(Records for the task)

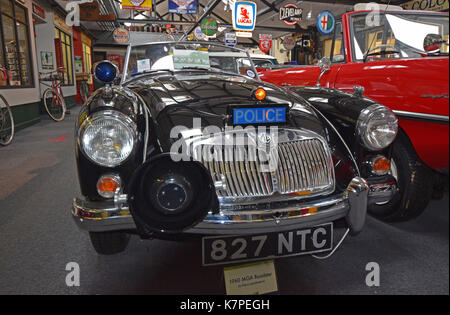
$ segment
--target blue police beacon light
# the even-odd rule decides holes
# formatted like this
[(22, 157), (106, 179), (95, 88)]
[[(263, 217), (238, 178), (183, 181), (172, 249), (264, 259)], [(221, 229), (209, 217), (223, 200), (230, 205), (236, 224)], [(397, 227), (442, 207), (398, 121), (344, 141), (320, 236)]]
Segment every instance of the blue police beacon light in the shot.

(End Records for the task)

#### Your objective
Would you copy each line of the records that contains "light"?

#### Answer
--target blue police beacon light
Segment every instance of the blue police beacon light in the shot.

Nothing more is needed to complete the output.